» **CHALLENGE**:
Find every line in the listing below that contains the word "white", and copy each of those lines.

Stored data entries
-- BEGIN --
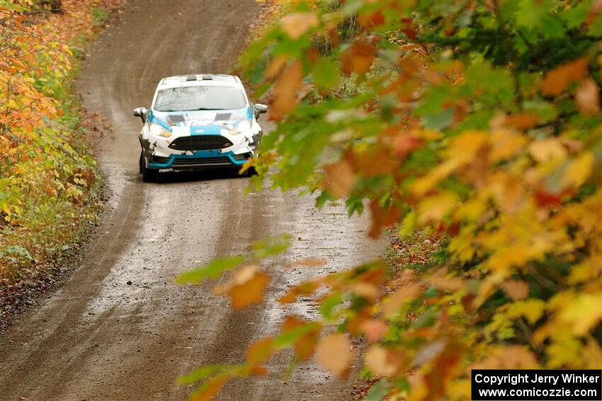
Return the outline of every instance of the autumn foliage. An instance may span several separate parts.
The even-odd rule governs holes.
[[[89,203],[98,186],[96,163],[72,88],[74,69],[100,28],[100,7],[118,1],[52,1],[62,3],[52,10],[60,12],[46,3],[0,0],[3,299],[22,280],[44,276],[97,219]]]
[[[345,376],[352,339],[381,378],[370,400],[470,399],[477,367],[600,368],[602,2],[294,7],[242,60],[278,122],[256,184],[368,204],[369,235],[438,246],[289,289],[281,303],[314,296],[322,320],[290,316],[243,365],[192,373],[215,375],[193,397],[285,347]],[[244,265],[231,285],[267,285],[264,256],[228,265]]]

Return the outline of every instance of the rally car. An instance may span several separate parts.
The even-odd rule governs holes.
[[[240,168],[261,138],[268,106],[249,102],[237,76],[196,74],[161,79],[149,109],[137,107],[140,171],[145,182],[161,170]],[[253,170],[249,170],[249,173]]]

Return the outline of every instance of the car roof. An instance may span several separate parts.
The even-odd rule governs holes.
[[[220,86],[242,87],[240,79],[234,75],[224,74],[195,74],[167,76],[159,82],[158,89],[179,86]]]

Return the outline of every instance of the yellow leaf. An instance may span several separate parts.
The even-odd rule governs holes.
[[[508,280],[502,284],[502,287],[514,301],[524,299],[529,296],[529,284],[525,281]]]
[[[376,342],[389,330],[389,326],[378,319],[368,319],[361,324],[361,330],[365,334],[368,342]]]
[[[577,295],[560,313],[560,321],[576,335],[585,335],[602,320],[602,293]]]
[[[529,146],[529,152],[531,157],[540,163],[552,160],[562,161],[567,158],[567,149],[556,138],[533,142]]]
[[[326,171],[324,185],[328,192],[337,198],[347,196],[356,180],[351,164],[345,160],[341,160],[334,164],[325,165],[324,168]]]
[[[294,13],[280,20],[280,27],[289,37],[298,39],[319,23],[315,13]]]
[[[382,307],[382,312],[387,318],[391,318],[401,306],[408,299],[420,294],[420,285],[412,284],[402,287],[392,295]]]
[[[591,78],[584,79],[575,94],[579,112],[584,115],[595,115],[600,111],[600,91],[596,81]]]
[[[216,294],[227,294],[235,309],[242,309],[252,303],[263,300],[266,286],[270,277],[257,270],[257,266],[250,265],[234,272],[232,280],[227,284],[216,286]]]
[[[366,352],[366,365],[375,375],[390,377],[397,373],[397,367],[387,361],[387,349],[377,345],[373,345]]]
[[[537,298],[519,301],[510,305],[506,315],[511,319],[525,318],[531,325],[534,325],[543,315],[545,303]]]
[[[217,376],[209,379],[205,384],[203,385],[202,390],[198,393],[194,393],[188,398],[189,401],[210,401],[213,397],[217,394],[220,389],[222,388],[228,378],[224,375]]]
[[[274,101],[271,109],[273,118],[281,117],[297,105],[297,91],[301,88],[303,68],[296,60],[289,65],[274,86]]]
[[[351,343],[342,334],[327,335],[316,347],[316,360],[332,373],[345,377],[353,361],[351,348]]]
[[[593,165],[594,155],[590,152],[584,152],[571,162],[564,170],[562,176],[562,186],[576,188],[581,186],[591,174]]]
[[[497,130],[492,134],[489,142],[489,161],[495,163],[514,156],[527,143],[527,139],[514,131]]]

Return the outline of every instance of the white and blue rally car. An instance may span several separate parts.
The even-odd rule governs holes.
[[[143,180],[154,181],[161,170],[239,168],[254,156],[262,135],[257,120],[266,111],[268,106],[249,102],[237,76],[164,78],[150,108],[133,112],[144,122]]]

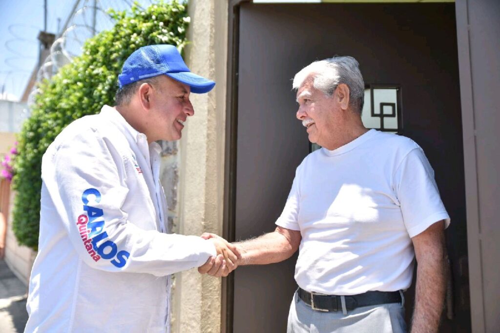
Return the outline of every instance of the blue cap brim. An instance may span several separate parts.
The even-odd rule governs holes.
[[[176,81],[178,81],[191,87],[191,92],[195,94],[204,94],[208,93],[216,85],[216,83],[202,76],[197,75],[190,72],[182,72],[180,73],[166,73],[165,75],[170,76]]]

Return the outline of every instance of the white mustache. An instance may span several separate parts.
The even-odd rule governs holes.
[[[311,123],[314,123],[314,121],[310,118],[306,118],[302,121],[302,126],[304,127],[307,127]]]

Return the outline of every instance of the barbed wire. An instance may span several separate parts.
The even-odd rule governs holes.
[[[140,0],[136,3],[140,7],[144,7],[154,1],[154,0]],[[30,116],[30,107],[33,103],[34,96],[38,92],[37,84],[44,79],[50,80],[62,67],[81,54],[82,46],[87,39],[113,26],[114,23],[108,13],[109,9],[128,10],[134,2],[131,0],[74,0],[72,2],[72,7],[63,20],[64,24],[60,28],[58,27],[60,30],[56,34],[55,40],[50,47],[48,55],[41,59],[35,77],[35,83],[28,97],[28,107],[26,111],[28,114],[24,115],[24,117]],[[68,4],[68,2],[65,3],[67,7]],[[17,33],[16,30],[20,27],[40,30],[39,28],[28,23],[12,24],[9,26],[9,32],[14,38],[5,43],[6,49],[10,54],[5,59],[6,64],[10,69],[0,71],[5,74],[4,84],[8,78],[13,78],[14,74],[25,79],[26,76],[29,76],[28,80],[31,79],[30,73],[32,71],[30,69],[23,68],[19,66],[18,63],[24,60],[33,60],[36,58],[27,54],[24,49],[26,48],[26,44],[38,43],[38,42]],[[21,47],[20,45],[23,46]],[[19,62],[16,63],[17,62]],[[28,84],[29,84],[29,82]]]

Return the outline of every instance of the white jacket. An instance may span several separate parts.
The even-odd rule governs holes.
[[[164,332],[168,275],[216,250],[162,233],[160,146],[114,108],[70,125],[42,162],[40,238],[26,332]]]

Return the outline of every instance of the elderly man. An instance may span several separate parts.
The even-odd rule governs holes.
[[[159,179],[154,142],[180,139],[190,93],[215,83],[168,45],[134,52],[118,81],[116,107],[74,122],[44,155],[26,332],[164,332],[169,275],[238,259],[220,239],[167,233]]]
[[[276,230],[237,244],[238,264],[275,263],[299,249],[288,332],[404,332],[402,291],[416,256],[412,332],[436,332],[450,218],[424,152],[363,125],[364,87],[354,58],[314,62],[293,86],[297,118],[322,148],[297,168]]]

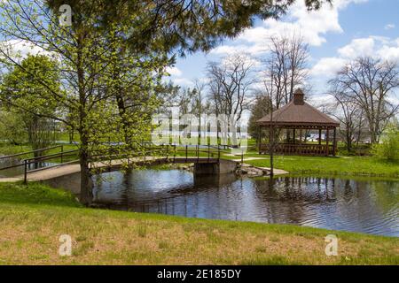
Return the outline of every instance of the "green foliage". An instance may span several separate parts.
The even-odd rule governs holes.
[[[48,147],[56,138],[55,124],[51,118],[59,110],[63,100],[59,76],[53,71],[56,65],[46,56],[28,55],[20,65],[12,67],[0,87],[0,100],[4,109],[12,111],[20,124],[12,124],[15,126],[11,131],[15,131],[14,135],[19,134],[17,126],[23,127],[33,149]],[[61,96],[55,97],[53,93]],[[26,135],[21,134],[21,138]]]
[[[373,145],[372,152],[379,159],[399,160],[399,130],[395,125],[387,126],[379,143]]]
[[[259,126],[256,121],[270,112],[270,99],[266,96],[258,96],[251,109],[248,121],[248,134],[255,140],[258,139]]]
[[[0,137],[15,145],[27,142],[27,129],[20,115],[0,111]]]

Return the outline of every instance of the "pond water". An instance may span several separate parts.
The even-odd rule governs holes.
[[[179,170],[94,176],[95,202],[111,209],[295,224],[399,236],[399,182],[332,178],[194,178]]]

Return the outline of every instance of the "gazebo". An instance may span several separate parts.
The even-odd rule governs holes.
[[[293,93],[293,99],[286,105],[273,111],[256,123],[260,126],[259,153],[270,152],[270,141],[262,138],[262,130],[269,131],[286,130],[286,141],[285,142],[273,142],[274,152],[288,155],[311,155],[311,156],[335,156],[337,152],[336,128],[340,123],[328,115],[319,111],[315,107],[308,104],[303,99],[301,89]],[[317,131],[317,142],[306,142],[302,141],[303,131]],[[299,140],[296,139],[296,131],[299,131]],[[325,142],[322,142],[322,132],[325,132]],[[332,133],[331,133],[332,132]],[[291,135],[292,134],[292,135]],[[332,142],[331,135],[332,134]],[[270,136],[269,134],[269,136]]]

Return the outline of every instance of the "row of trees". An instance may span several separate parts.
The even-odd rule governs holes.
-- END --
» **PROBLEM SOLUTION**:
Return the outline of every instance of the white and blue rally car. An instance may span several separate parts.
Return the outline of every instance of the white mustache. An instance may span several separate parts.
Return the outline of every instance of the white jacket. An instance may span several separate parts.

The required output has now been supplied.